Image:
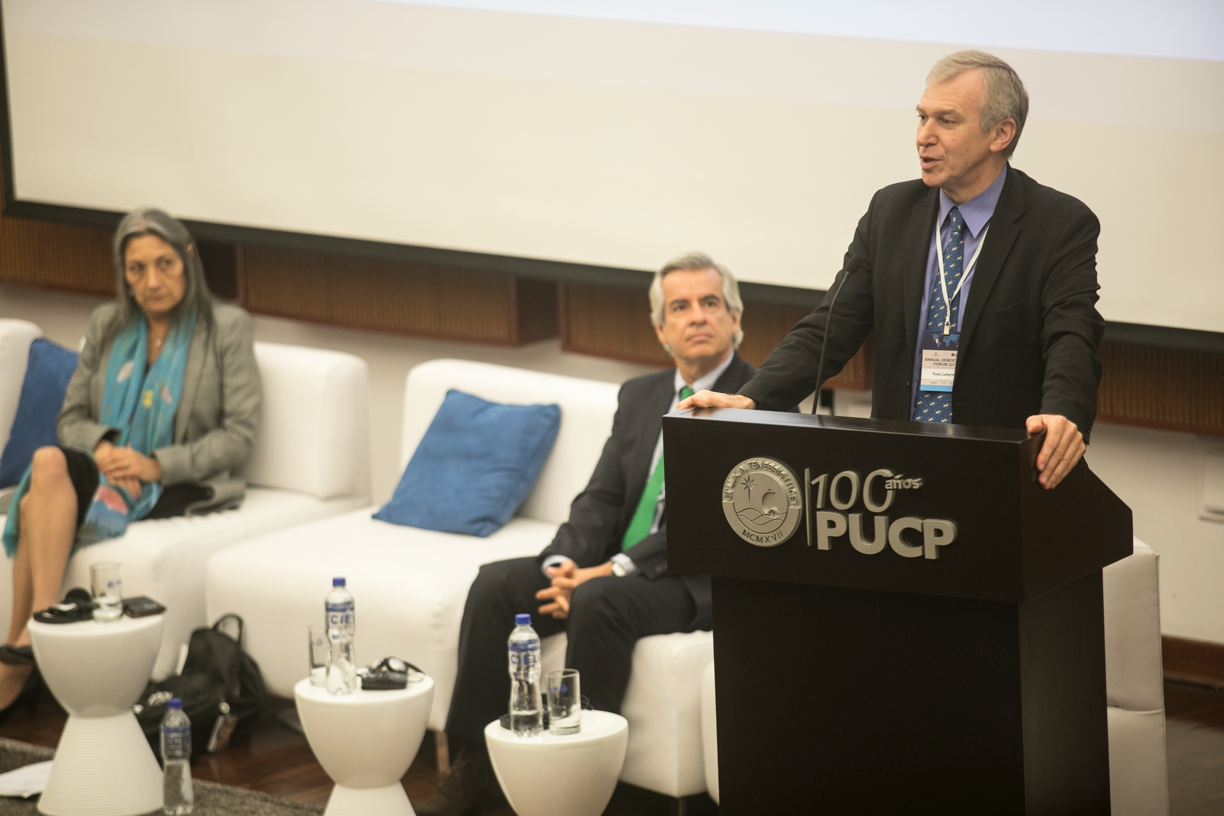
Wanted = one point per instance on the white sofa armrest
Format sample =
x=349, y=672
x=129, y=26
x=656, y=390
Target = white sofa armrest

--

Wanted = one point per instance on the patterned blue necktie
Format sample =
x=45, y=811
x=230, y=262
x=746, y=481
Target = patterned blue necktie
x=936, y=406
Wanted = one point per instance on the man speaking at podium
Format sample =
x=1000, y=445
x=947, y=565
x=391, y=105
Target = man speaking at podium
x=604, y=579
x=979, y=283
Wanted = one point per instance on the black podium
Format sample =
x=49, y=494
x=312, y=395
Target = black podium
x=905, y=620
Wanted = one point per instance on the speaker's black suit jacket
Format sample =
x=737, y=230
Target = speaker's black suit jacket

■ STATED TASK ■
Can you rewrite every line, beginning at the one that has "Wanted = one point per instance on the black" and stopping after the one that has "Target = speaker's black suit jacket", with each coordinate in the answers shifted up by 34 and every other number left as it is?

■ ANSWER TO THE EXERCISE ■
Wanted = one point per instance on the black podium
Format sample =
x=49, y=494
x=312, y=395
Target = black podium
x=939, y=654
Wanted = one point per instance on the speaker's black suit jacket
Format sample =
x=737, y=230
Target = speaker's black suit jacket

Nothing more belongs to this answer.